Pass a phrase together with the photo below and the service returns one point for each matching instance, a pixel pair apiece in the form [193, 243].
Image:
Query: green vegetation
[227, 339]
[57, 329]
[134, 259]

......

TO BE DONE:
Arrange every line of the entries above as a Markdown table with the columns Row and Entry line, numbering the lines in order and omitting any blank ones.

EXPECTED ANSWER:
| Row | Entry line |
|---|---|
| 1 | Pass a phrase together with the photo below and the service returns one point for each matching instance, a pixel pair apiece in the form [193, 243]. |
| 2 | Image: |
| 3 | Query: green vegetation |
| 4 | [227, 339] |
| 5 | [57, 329] |
| 6 | [134, 259] |